• Written task: Copy out all the lines below with every "keypoint" replaced by "marker point", changing nothing else, and leave out the pictures.

• Data shown:
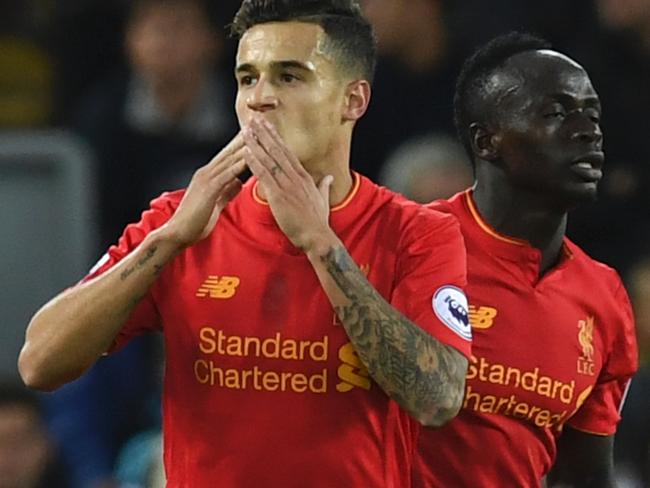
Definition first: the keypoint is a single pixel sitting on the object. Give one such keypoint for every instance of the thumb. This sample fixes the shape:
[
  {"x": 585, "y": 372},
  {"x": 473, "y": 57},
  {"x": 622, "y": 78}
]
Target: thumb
[{"x": 324, "y": 188}]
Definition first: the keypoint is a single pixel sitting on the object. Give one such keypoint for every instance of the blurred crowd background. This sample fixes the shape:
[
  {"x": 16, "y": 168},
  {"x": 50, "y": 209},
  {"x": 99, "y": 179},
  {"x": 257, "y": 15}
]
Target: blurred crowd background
[{"x": 104, "y": 105}]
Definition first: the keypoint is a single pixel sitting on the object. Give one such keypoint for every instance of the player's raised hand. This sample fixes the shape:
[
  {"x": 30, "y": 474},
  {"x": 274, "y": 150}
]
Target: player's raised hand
[
  {"x": 300, "y": 208},
  {"x": 211, "y": 188}
]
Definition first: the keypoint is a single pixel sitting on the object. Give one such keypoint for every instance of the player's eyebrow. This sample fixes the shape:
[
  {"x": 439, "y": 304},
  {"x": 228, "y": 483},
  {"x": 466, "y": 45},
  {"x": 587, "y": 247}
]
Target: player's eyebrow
[{"x": 284, "y": 64}]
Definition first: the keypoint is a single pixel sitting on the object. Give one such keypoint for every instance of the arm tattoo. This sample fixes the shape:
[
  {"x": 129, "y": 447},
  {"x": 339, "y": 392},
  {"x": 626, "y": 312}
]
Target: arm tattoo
[
  {"x": 141, "y": 263},
  {"x": 423, "y": 375}
]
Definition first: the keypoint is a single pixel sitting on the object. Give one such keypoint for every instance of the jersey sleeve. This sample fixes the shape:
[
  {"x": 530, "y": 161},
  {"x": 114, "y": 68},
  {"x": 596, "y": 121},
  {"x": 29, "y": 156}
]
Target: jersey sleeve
[
  {"x": 144, "y": 317},
  {"x": 431, "y": 276},
  {"x": 600, "y": 413}
]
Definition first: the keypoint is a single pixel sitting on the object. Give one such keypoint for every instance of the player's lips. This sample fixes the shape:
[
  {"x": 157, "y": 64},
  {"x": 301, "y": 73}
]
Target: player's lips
[{"x": 589, "y": 166}]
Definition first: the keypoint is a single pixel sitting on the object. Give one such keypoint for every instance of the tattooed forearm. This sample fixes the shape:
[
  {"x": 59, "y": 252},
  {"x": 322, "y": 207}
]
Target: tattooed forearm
[
  {"x": 423, "y": 375},
  {"x": 141, "y": 263}
]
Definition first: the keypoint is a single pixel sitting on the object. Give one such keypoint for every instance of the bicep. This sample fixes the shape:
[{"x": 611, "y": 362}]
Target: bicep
[{"x": 583, "y": 460}]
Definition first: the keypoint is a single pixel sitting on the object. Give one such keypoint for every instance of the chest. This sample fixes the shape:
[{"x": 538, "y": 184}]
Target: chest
[{"x": 537, "y": 351}]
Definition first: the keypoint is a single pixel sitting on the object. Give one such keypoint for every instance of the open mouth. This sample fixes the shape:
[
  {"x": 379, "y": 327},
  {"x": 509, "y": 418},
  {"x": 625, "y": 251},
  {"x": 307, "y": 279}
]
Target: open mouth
[{"x": 589, "y": 167}]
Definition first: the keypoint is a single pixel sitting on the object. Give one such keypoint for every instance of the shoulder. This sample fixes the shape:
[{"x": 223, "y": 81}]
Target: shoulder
[{"x": 594, "y": 271}]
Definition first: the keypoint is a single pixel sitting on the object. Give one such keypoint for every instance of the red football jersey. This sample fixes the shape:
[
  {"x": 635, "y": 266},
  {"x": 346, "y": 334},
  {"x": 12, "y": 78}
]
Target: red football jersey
[
  {"x": 262, "y": 386},
  {"x": 546, "y": 352}
]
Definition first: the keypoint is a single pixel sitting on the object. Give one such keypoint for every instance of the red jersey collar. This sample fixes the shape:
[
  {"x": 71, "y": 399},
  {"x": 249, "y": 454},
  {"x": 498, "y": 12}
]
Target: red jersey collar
[
  {"x": 505, "y": 246},
  {"x": 260, "y": 209}
]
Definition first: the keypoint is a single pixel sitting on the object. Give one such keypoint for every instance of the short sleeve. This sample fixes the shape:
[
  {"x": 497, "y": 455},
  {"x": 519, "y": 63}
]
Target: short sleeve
[
  {"x": 144, "y": 317},
  {"x": 431, "y": 276},
  {"x": 600, "y": 412}
]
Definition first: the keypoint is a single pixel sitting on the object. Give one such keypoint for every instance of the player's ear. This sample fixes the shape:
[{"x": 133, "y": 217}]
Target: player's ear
[
  {"x": 357, "y": 98},
  {"x": 485, "y": 143}
]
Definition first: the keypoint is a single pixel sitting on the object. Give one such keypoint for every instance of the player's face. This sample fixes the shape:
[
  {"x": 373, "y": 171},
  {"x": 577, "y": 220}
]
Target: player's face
[
  {"x": 551, "y": 142},
  {"x": 283, "y": 74}
]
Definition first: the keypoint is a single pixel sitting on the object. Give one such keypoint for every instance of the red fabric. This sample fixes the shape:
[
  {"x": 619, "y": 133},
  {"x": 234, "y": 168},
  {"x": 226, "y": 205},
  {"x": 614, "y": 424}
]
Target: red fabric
[
  {"x": 539, "y": 348},
  {"x": 262, "y": 387}
]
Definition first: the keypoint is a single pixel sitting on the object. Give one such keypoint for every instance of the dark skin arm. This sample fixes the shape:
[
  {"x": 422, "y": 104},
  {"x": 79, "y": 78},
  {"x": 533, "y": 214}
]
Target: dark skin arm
[{"x": 583, "y": 461}]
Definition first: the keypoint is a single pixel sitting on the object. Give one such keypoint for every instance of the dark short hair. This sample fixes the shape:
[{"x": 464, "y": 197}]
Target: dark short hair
[
  {"x": 475, "y": 73},
  {"x": 349, "y": 35}
]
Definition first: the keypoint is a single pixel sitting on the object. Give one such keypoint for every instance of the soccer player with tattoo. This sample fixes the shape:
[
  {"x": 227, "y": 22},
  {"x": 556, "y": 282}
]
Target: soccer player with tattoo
[
  {"x": 312, "y": 319},
  {"x": 554, "y": 345}
]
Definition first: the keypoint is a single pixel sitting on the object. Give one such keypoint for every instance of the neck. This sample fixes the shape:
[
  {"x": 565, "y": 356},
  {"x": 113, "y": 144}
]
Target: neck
[{"x": 523, "y": 215}]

• Reply to the task:
Definition first: the marker point is a single pixel sitting on the object. Give one such marker point for every instance of the thumb. This sample fixes the shape:
[
  {"x": 585, "y": 372},
  {"x": 473, "y": 57},
  {"x": 622, "y": 78}
]
Target: thumb
[{"x": 324, "y": 188}]
Definition first: the marker point is a single pixel sitting on the object. Give one such marker point for every instance of the blurred crowd background. This sample fixes the shape:
[
  {"x": 16, "y": 168},
  {"x": 50, "y": 209},
  {"x": 99, "y": 179},
  {"x": 257, "y": 15}
]
Target: blurred crowd background
[{"x": 104, "y": 105}]
Definition first: the marker point is a single pixel sitting on the object. Give one such marker point for every instance of the player's raised hand. This sample fixes the shape:
[
  {"x": 30, "y": 474},
  {"x": 274, "y": 150}
]
Target: player's raised hand
[
  {"x": 300, "y": 208},
  {"x": 211, "y": 188}
]
Definition first: the marker point is a single pixel sitting on the object. Give one such marker point for every instance of the player's eyebrow. This sample fixes the shape:
[
  {"x": 439, "y": 304},
  {"x": 228, "y": 483},
  {"x": 466, "y": 45},
  {"x": 587, "y": 247}
]
Target: player's eyebrow
[{"x": 284, "y": 64}]
Definition first: the marker point is a single pixel sitting on the object. Give one such marker point for every instance of the arm tattoo. This sample fixes the shape:
[
  {"x": 129, "y": 447},
  {"x": 339, "y": 392},
  {"x": 626, "y": 312}
]
Target: arm tattoo
[
  {"x": 141, "y": 263},
  {"x": 423, "y": 375}
]
Definition first: the marker point is a single pixel sitting on the object. Give one such marker point for every instance of the jersey sleeve. This sample fixes the shape:
[
  {"x": 530, "y": 161},
  {"x": 114, "y": 68},
  {"x": 596, "y": 121},
  {"x": 29, "y": 156}
]
Target: jersey sleeve
[
  {"x": 144, "y": 317},
  {"x": 431, "y": 276},
  {"x": 600, "y": 413}
]
Definition first: the marker point is a single pixel sitting on the object. Give one such marker point for every instance of the player's lips. This sample fixes the shape:
[
  {"x": 157, "y": 64},
  {"x": 301, "y": 73}
]
Target: player's lips
[{"x": 589, "y": 166}]
Definition first: the marker point is a single pixel sitting on the object. Give one such marker point for every instance of the tattooed forearm. This sample fixes the shape:
[
  {"x": 59, "y": 252},
  {"x": 322, "y": 207}
]
Target: tattooed forearm
[
  {"x": 423, "y": 375},
  {"x": 141, "y": 263}
]
Definition first: the marker point is a single pixel sitting on the object. Give one such marker point for every instance of the bicep. This sample fixes the shape:
[{"x": 611, "y": 362}]
Target: bicep
[{"x": 583, "y": 460}]
Definition first: the marker point is a single pixel sitting on the object. Give one such marker point for every instance of the chest. This sample fixes the shape:
[{"x": 538, "y": 184}]
Target: chest
[{"x": 537, "y": 351}]
Definition first: the marker point is a single pixel sitting on the object. Give one such marker point for every instance of the open mouth. This sample fixes the shape:
[
  {"x": 379, "y": 327},
  {"x": 509, "y": 418},
  {"x": 625, "y": 251},
  {"x": 307, "y": 279}
]
Target: open mouth
[{"x": 589, "y": 167}]
Definition first: the marker point is a single pixel sitting on the object. Give one such marker point for every instance of the shoulder. This sample fixes the shape:
[{"x": 223, "y": 81}]
Target: shoulder
[{"x": 594, "y": 271}]
Definition first: the marker point is a single pixel sitting on the object. Give one such marker point for every instance of the red football jersey. This sample fixes the shape:
[
  {"x": 635, "y": 266},
  {"x": 346, "y": 334},
  {"x": 12, "y": 78}
]
Target: red football jersey
[
  {"x": 262, "y": 386},
  {"x": 546, "y": 352}
]
Definition first: the marker point is a single pixel sitting on the object. Give one such marker point for every instance of the red jersey collar. This sample fixes the shape:
[
  {"x": 71, "y": 399},
  {"x": 249, "y": 454},
  {"x": 498, "y": 12}
]
Target: red jersey collar
[
  {"x": 505, "y": 246},
  {"x": 260, "y": 209}
]
Definition first: the marker point is a single pixel sitting on the object. Give one such marker point for every instance of the short sleeve. This sample fixes the shape:
[
  {"x": 497, "y": 455},
  {"x": 519, "y": 63}
]
Target: short sleeve
[
  {"x": 144, "y": 317},
  {"x": 431, "y": 276},
  {"x": 600, "y": 412}
]
Definition first: the marker point is a single pixel sitting on the object. Give one such marker point for every instance of the player's ear. This sample fixes the shape:
[{"x": 133, "y": 217}]
Target: player's ear
[
  {"x": 357, "y": 98},
  {"x": 485, "y": 143}
]
Definition first: the marker point is a single pixel sitting on the object. Give one such marker point for every instance of the player's face. This sample fixes the shape:
[
  {"x": 373, "y": 171},
  {"x": 577, "y": 220}
]
Target: player's face
[
  {"x": 551, "y": 142},
  {"x": 283, "y": 74}
]
Definition first: the marker point is a single pixel sitting on the object. Give one such marker point for every instance of the red fabric. This sample fixes the shape:
[
  {"x": 619, "y": 133},
  {"x": 234, "y": 168},
  {"x": 226, "y": 205},
  {"x": 614, "y": 424}
]
Target: red fabric
[
  {"x": 539, "y": 348},
  {"x": 262, "y": 387}
]
Definition first: the marker point is a single pixel sitting on the object. Give one such marker point for every instance of the dark skin arm. This sample fixes the shape:
[
  {"x": 422, "y": 104},
  {"x": 79, "y": 78},
  {"x": 533, "y": 214}
]
Target: dark skin arm
[{"x": 583, "y": 461}]
Definition first: the marker point is a single pixel sitting on the object. Give one such marker point for every instance of the dark short hair. This sample fixes the shape:
[{"x": 464, "y": 197}]
Target: dark short hair
[
  {"x": 475, "y": 73},
  {"x": 349, "y": 35}
]
Definition first: the marker point is a single pixel sitting on the object. Give one such marker point for every instance of the soccer player with tattoo. This sample fixes the shape:
[
  {"x": 227, "y": 22},
  {"x": 556, "y": 282}
]
Target: soccer player with tattoo
[
  {"x": 312, "y": 319},
  {"x": 554, "y": 345}
]
Definition first: the marker point is a single pixel sitting on the object. Give one such marker point for every instance of the neck. This sample fixes the shape:
[
  {"x": 565, "y": 356},
  {"x": 113, "y": 144}
]
Target: neck
[{"x": 523, "y": 215}]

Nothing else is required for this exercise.